Закон 1870 г. изменил ситуацию. Он наделил ребенка пра­вом на общественное попечение, признал бесспорное право бедного', невменяемого или больного на государственное при­зрение. Как следствие, в стране возникают все новые формы деятельной благотворительности, в организационную работу вовлекаются разнообразные общественные силы. Церковная филантропия не сокращается, но лидирует уже светское, част­ное, муниципальное и государственное призрение. Согласно литературным источникам, в 1899 г. в Германии существовало около 74 приютов, а число находящихся в них воспитанников достигало 10 тыс. [18]. Открываются интернаты для детей с девиантным поведением, для правонарушителей, растет число мест в психиатрических лечебницах. По данным Е. В. Герье и Н. В. Чехова, к концу XIX в. общее количество призревае­мых детей достигает 50 тыс. [5].

Причина неторопливости в деле организации вспомогатель­ных школ связана, прежде всего, с неуверенностью властей в целесообразности обучения слабоумных, которую усугубили психиатры, начав профессиональную дискуссию о теории деге­нерации, подтолкнувшую общество задуматься о том, нужно ли вообще тратить средства на обучение «вырожденцев».

Вслед за автором теории дегенерации психиатром Морелем многие специалисты начали воспринимать слабоумных как зако­номерное звено вырождающейся семьи. По Морелю, умственная отсталость есть свидетельство наступления четвертой стадии прогрессирующего вырождения фамилии. Соотечественник Мореля психиатр Тюлье предложил обозначать термином «дегене­раты» всех умственно отсталых. Сходную позицию занимал дру­гой сторонник теории Мореля — французский психиатр Маньян (1897). Немец Клаусснер в 1893 г. проанализировал судьбу по­томства слабоумной нищенки 1740 г. рождения; по данным врача из Дюссельдорфа, через три поколения потомство умственно от­сталой матери составило 834 человека. «Исследование судьбы 709 из них показало, что 100 человек родилось вне брака, 181 — занимались проституцией, 142 — нищенствовали, 46 — со­держались за счет общин, 76 человек были уголовными преступ­никами, в их числе 7 убийц» [8, с. 34].
━━━
Задание:
Перепишите без изменений часть фрагмента о призрении детей и теории дегенерации между словами «Закон 1870 г.» и «50 тыс. [5].» включительно.

Исходные данные:
━━━
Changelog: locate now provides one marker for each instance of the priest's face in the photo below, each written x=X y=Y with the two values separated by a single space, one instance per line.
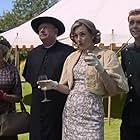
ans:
x=134 y=26
x=47 y=33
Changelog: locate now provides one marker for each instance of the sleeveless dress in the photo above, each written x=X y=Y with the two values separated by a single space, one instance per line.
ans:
x=83 y=114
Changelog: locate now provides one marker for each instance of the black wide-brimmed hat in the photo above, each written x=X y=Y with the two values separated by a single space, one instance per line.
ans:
x=35 y=23
x=4 y=42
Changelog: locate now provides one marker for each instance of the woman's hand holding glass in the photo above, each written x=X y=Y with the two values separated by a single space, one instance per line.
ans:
x=47 y=84
x=92 y=60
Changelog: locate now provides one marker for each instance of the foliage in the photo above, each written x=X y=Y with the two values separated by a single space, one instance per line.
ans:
x=23 y=10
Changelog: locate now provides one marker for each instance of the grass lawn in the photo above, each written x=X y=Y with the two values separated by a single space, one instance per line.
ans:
x=111 y=131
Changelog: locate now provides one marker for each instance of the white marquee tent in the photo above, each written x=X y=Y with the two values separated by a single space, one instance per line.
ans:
x=109 y=16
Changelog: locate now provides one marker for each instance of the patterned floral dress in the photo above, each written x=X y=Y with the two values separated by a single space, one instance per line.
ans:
x=83 y=113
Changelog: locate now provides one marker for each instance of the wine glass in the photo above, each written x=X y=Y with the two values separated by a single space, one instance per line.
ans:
x=40 y=78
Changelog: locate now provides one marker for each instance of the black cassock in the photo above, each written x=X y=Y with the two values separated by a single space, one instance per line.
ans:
x=46 y=117
x=130 y=127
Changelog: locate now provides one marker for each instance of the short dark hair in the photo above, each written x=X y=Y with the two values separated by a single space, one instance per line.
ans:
x=134 y=12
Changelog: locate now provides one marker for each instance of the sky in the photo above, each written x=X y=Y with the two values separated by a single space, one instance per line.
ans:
x=5 y=5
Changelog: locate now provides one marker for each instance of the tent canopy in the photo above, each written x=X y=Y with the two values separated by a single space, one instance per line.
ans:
x=109 y=16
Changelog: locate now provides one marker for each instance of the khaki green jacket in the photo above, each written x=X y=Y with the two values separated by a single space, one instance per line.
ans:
x=93 y=82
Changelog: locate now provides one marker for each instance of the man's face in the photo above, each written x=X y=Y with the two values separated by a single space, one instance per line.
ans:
x=134 y=26
x=47 y=32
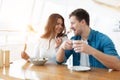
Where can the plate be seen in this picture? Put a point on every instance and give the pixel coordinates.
(38, 61)
(80, 68)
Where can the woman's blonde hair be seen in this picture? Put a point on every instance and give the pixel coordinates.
(49, 31)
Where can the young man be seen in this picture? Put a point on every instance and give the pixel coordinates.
(88, 47)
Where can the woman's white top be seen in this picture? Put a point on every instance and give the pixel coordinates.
(46, 49)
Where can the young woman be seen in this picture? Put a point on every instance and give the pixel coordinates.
(50, 41)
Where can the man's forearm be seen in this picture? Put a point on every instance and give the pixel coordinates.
(109, 61)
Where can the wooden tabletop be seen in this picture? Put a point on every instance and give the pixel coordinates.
(22, 70)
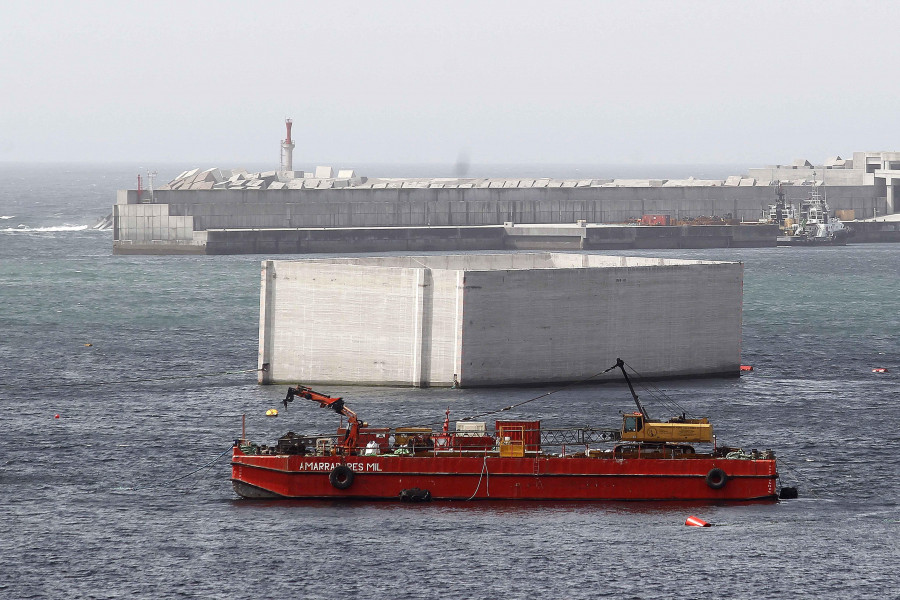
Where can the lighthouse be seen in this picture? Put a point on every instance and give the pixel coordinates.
(287, 149)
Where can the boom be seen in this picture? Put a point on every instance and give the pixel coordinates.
(349, 443)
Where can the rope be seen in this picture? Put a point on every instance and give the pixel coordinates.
(655, 393)
(149, 379)
(487, 484)
(207, 465)
(544, 395)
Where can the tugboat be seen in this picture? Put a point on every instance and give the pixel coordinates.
(645, 459)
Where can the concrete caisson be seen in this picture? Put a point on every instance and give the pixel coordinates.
(495, 319)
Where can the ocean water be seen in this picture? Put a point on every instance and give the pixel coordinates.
(148, 361)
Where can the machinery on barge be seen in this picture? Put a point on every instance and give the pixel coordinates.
(645, 459)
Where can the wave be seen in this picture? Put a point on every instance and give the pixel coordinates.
(51, 229)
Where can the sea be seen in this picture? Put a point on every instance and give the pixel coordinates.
(124, 380)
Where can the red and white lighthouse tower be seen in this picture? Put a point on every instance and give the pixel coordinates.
(287, 149)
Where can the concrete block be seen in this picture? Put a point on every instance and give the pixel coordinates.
(496, 319)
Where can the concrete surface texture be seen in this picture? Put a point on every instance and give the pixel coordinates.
━━━
Ответ:
Закон 1870 г. изменил ситуацию. Он наделил ребенка пра­вом на общественное попечение, признал бесспорное право бедного', невменяемого или больного на государственное при­зрение. Как следствие, в стране возникают все новые формы деятельной благотворительности, в организационную работу вовлекаются разнообразные общественные силы. Церковная филантропия не сокращается, но лидирует уже светское, част­ное, муниципальное и государственное призрение. Согласно литературным источникам, в 1899 г. в Германии существовало около 74 приютов, а число находящихся в них воспитанников достигало 10 тыс. [18]. Открываются интернаты для детей с девиантным поведением, для правонарушителей, растет число мест в психиатрических лечебницах. По данным Е. В. Герье и Н. В. Чехова, к концу XIX в. общее количество призревае­мых детей достигает 50 тыс. [5].